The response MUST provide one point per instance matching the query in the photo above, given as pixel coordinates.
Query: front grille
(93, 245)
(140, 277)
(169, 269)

• **Work instruction**
The data above needs to be retyped in full, exactly as given.

• **Your response**
The response MUST provide one point per instance matching the query in the photo above, given as pixel coordinates.
Query: front grille
(93, 245)
(140, 277)
(169, 269)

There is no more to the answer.